Investment opportunities
Apart from sound underwriting, Takaful funds have to be strongly supported by other means that ensure their regular streams of income. The investment avenues available to Takaful are limited due to the necessity of Shariah compliance. Deposits can be placed with an Islamic banking institution geared towards a focus on maintaining an adequate level of deposits at all times. Investment can be done in properties, especially commercial ones, as well as the equity market. Further, investment can also be done in the form of syndication with Islamic banking.
The Takaful operator can purchase Islamic Acceptance Bills (IAB) and Shariah compliant Islamic bonds as a part of its investment activity for both the Takaful funds and the shareholders’ fund.
Takaful firms currently invest little abroad. A shift from the safety of local assets to better-yielding instruments abroad could boost their profits while increasing demand for Sukuk from the Gulf. According to Ahmad Rizlan Azman, CEO of Etiqa Takaful, Malaysia’s largest Takaful operator: “We adopt a prudent approach when considering overseas investments and the appetite for Gulf Sukuk is fairly moderate.”
Market potential
In some countries with majority Muslim populations, such as Bangladesh, Egypt, Nigeria and Pakistan, the Takaful market remains to be developed as the insurance penetration lies somewhere below 2% of GDP. The Takaful market is predominantly concentrated in Malaysia and the Middle East. The majority of Takaful operators are in the GCC countries of Bahrain, Kuwait, Oman, Qatar, Saudi Arabia and the UAE.
However, Pew Research Center indicates that there are 344 million Muslims in India and Pakistan combined, which is greater than the 317 million population of Muslims in the MENA region.
Individually India is the second-largest market for Muslims in the entire world with a population of 176 million, after Indonesia. India represents the most extraordinary possibilities as a market, with its growth potential setting it on a trajectory to overtake the US and become the second-largest economy in the world by 2050 (on a PPP-adjusted basis). India thus cannot be ignored when formulating a global strategy.

Material supplied:
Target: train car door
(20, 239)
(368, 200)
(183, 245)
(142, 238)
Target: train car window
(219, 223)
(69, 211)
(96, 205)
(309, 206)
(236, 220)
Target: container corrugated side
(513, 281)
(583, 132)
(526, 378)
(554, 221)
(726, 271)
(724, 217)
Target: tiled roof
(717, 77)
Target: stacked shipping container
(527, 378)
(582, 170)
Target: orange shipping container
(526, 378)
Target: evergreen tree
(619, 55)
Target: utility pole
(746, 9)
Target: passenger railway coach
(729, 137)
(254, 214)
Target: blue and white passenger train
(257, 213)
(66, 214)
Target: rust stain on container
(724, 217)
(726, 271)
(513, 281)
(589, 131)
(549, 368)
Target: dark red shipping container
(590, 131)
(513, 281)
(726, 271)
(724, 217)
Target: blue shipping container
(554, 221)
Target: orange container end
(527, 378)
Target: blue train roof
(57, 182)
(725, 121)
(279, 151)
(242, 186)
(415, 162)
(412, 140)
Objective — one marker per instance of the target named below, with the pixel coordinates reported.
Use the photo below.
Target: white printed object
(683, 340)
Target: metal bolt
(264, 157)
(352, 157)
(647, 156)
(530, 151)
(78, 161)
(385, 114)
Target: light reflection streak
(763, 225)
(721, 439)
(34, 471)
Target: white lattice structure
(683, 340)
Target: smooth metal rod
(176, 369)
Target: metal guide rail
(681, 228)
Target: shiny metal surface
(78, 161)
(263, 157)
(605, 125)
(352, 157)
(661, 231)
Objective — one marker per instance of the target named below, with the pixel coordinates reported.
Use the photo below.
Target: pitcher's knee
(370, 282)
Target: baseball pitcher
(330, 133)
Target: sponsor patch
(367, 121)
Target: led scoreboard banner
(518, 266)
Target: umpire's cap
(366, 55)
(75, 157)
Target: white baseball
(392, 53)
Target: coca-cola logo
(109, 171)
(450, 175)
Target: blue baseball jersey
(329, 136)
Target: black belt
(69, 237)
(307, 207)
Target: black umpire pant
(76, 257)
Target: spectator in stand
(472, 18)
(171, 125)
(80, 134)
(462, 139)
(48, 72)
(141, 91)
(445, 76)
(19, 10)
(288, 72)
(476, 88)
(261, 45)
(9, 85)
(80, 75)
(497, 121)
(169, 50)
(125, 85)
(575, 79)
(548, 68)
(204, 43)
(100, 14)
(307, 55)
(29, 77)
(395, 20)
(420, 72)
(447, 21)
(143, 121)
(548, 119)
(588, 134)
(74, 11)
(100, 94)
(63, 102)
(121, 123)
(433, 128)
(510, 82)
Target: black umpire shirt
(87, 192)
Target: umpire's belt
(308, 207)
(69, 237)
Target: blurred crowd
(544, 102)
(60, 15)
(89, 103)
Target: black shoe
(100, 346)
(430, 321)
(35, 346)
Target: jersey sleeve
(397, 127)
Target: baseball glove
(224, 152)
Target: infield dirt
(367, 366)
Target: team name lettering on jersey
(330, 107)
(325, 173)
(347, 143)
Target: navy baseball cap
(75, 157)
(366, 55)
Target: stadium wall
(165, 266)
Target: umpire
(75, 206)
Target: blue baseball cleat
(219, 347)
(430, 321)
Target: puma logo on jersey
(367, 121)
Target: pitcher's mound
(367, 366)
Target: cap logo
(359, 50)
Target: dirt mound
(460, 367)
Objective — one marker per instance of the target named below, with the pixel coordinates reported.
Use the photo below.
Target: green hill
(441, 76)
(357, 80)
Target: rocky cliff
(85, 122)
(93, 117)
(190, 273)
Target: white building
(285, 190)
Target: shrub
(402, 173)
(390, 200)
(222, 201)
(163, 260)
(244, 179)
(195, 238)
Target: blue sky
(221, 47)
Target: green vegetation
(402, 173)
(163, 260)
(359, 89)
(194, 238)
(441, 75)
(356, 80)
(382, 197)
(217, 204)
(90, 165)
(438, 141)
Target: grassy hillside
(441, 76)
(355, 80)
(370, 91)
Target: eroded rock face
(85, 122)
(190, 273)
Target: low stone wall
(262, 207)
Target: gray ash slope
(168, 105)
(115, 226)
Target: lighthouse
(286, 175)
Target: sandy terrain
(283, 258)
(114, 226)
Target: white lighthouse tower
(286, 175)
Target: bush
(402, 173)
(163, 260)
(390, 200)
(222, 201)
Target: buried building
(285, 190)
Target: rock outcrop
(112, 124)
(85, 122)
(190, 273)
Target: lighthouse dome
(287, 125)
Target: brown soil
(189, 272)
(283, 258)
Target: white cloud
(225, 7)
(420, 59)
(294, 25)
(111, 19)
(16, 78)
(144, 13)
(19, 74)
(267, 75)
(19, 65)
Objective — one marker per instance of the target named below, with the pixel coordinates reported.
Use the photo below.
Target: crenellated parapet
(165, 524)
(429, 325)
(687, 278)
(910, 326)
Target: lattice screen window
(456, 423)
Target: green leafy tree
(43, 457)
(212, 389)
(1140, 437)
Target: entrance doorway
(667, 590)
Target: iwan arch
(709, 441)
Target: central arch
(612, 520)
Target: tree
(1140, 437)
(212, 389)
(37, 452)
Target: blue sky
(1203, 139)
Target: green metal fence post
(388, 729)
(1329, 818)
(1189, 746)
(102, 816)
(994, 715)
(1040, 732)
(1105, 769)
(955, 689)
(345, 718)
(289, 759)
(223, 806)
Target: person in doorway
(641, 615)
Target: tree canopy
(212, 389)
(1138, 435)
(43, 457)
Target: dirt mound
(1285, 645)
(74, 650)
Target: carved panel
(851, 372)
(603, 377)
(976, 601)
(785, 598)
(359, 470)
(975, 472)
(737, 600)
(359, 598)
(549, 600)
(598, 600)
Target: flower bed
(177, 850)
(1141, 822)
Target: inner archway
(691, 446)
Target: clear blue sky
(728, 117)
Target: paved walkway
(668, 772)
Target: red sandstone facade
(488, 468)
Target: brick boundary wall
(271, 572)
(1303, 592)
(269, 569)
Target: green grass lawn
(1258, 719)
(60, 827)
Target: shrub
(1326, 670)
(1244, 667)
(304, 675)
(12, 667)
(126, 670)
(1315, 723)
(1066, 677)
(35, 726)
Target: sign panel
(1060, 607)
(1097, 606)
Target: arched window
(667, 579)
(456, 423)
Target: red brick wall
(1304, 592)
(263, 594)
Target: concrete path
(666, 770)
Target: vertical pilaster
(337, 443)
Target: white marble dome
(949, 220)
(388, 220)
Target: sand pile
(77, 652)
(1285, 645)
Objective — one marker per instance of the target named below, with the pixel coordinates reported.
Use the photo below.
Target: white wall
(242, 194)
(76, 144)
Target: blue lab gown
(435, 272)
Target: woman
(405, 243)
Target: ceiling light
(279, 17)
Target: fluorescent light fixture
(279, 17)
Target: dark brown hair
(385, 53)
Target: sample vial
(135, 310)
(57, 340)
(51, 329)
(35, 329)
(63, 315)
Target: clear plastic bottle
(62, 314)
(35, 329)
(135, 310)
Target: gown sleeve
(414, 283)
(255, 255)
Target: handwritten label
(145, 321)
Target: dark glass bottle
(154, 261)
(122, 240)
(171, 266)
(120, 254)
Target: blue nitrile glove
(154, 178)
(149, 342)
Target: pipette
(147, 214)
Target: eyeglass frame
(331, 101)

Problems to solve:
1. Quote everything in the Takaful text from "However, Pew Research" down to "a global strategy.".
2. Answer these questions using the Takaful text:
(a) Ahmad Rizlan Azman is CEO of which Takaful operator?
(b) In Bangladesh, Egypt, Nigeria and Pakistan, insurance penetration is below what share of GDP?
(c) What is India's Muslim population, according to the Takaful text?
3. Carry on the Takaful text from its last sentence, "India thus cannot be ignored when formulating a global strategy."

Set of answers:
1.
However, Pew Research Center indicates that there are 344 million Muslims in India and Pakistan combined, which is greater than the 317 million population of Muslims in the MENA region.
Individually India is the second-largest market for Muslims in the entire world with a population of 176 million, after Indonesia. India represents the most extraordinary possibilities as a market, with its growth potential setting it on a trajectory to overtake the US and become the second-largest economy in the world by 2050 (on a PPP-adjusted basis). India thus cannot be ignored when formulating a global strategy.

2.
(a) Etiqa Takaful
(b) 2% of GDP
(c) 176 million

3.
There are approximately 2.87 million Muslims in the UK, 44.1 million in Europe and around 2-7 million in the US. Takaful can be hailed as a compelling business proposition for non-Muslims too in the UK, the rest of Europe and the US with its strong ethical investment policy, significant growth potential and price competitiveness. If the non-Muslims enter the fold of Takaful as customers, the market for Takaful funds then becomes one catering to a customer base of almost 63.2 million in the UK and some 857 million in Europe, using a definition which includes the whole of the transcontinental countries of Russia and Turkey.
Nevertheless the world’s 1.6 billion Muslims represent a potential customer base that no insurer can afford to ignore and the bulk of this population is made up of people under 25 years of age. This young population has started to gain affluence and if this segment of the population is tapped early, then it can serve to be a customer base for 40 years or more if retained. The most promising enticement for Takaful operators is that most of these Muslims are under-insured.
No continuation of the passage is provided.